# PROBLEM
Copy each line of the entries below that contains the string "railing". Case counts, so copy only lines where the letters match in case.

# EXERCISE INPUT

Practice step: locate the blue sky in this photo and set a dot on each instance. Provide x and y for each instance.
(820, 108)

* * *

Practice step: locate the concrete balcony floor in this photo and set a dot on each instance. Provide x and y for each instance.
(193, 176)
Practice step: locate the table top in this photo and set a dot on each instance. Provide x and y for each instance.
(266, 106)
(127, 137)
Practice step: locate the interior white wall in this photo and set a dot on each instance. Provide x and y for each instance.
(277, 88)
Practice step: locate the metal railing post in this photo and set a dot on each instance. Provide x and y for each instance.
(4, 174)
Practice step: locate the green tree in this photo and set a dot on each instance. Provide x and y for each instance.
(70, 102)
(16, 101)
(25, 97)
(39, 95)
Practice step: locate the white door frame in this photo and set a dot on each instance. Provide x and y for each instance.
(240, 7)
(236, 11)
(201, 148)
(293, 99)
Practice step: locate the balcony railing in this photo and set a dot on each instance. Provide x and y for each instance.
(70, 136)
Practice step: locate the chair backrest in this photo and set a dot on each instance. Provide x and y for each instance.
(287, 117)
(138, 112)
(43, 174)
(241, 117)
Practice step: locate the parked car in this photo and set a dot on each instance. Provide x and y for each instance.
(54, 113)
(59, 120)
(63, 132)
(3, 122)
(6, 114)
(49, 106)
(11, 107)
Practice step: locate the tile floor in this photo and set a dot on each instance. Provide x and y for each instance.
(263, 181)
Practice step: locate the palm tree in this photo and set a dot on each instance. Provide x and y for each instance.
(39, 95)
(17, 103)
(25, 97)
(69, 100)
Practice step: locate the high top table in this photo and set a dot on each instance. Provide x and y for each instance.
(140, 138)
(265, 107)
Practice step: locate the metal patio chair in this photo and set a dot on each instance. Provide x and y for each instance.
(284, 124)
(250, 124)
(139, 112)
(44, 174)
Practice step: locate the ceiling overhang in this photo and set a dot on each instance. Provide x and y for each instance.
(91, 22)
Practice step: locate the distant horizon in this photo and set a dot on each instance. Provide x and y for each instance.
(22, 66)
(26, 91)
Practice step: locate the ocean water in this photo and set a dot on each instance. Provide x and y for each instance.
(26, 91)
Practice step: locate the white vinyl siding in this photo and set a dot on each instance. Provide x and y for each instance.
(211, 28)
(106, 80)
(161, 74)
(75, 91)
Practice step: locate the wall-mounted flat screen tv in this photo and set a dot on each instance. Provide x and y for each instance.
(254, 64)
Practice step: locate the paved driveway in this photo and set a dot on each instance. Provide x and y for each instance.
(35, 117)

# FINISHED TASK
Practice step: locate the metal railing post in this photo and set a dot on each instance. Provide x and y for each instance.
Practice step: locate the balcony railing in this photo and set a dot on each instance. Provide x and y for each instance.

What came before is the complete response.